* _REQUIREMENT_: Copy every line of the material below, adding 122 to each coordinate in the answer boxes and leaving all other numbers, including the reference box, unchanged. Omit the pictures.

_ _ _ _ _ _ _

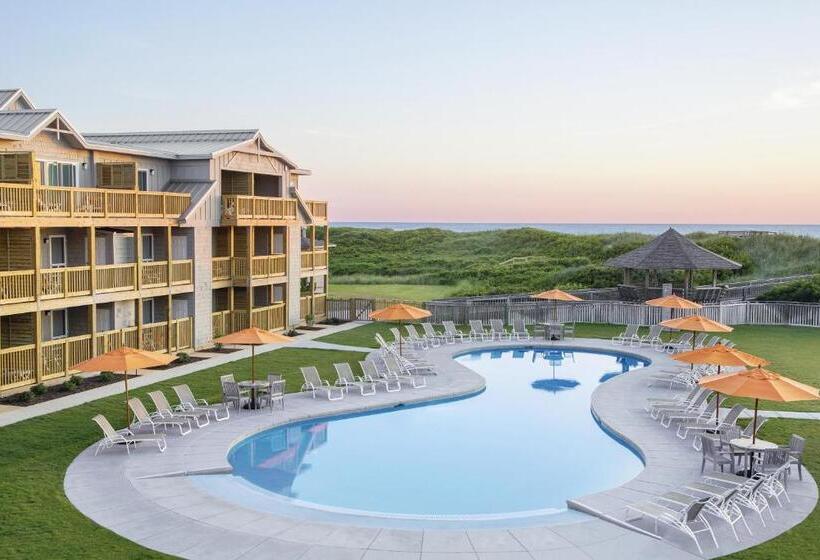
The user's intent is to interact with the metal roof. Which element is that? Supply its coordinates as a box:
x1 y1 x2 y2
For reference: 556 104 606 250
0 109 55 136
605 228 742 270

_ _ _ _ _ _ _

* _TASK RESPONSE_:
The user's intent is to interact with the metal roof. Which element is that? Supply its coordinates as a box:
x1 y1 x2 y2
For reference: 556 104 606 250
122 231 177 258
727 350 864 392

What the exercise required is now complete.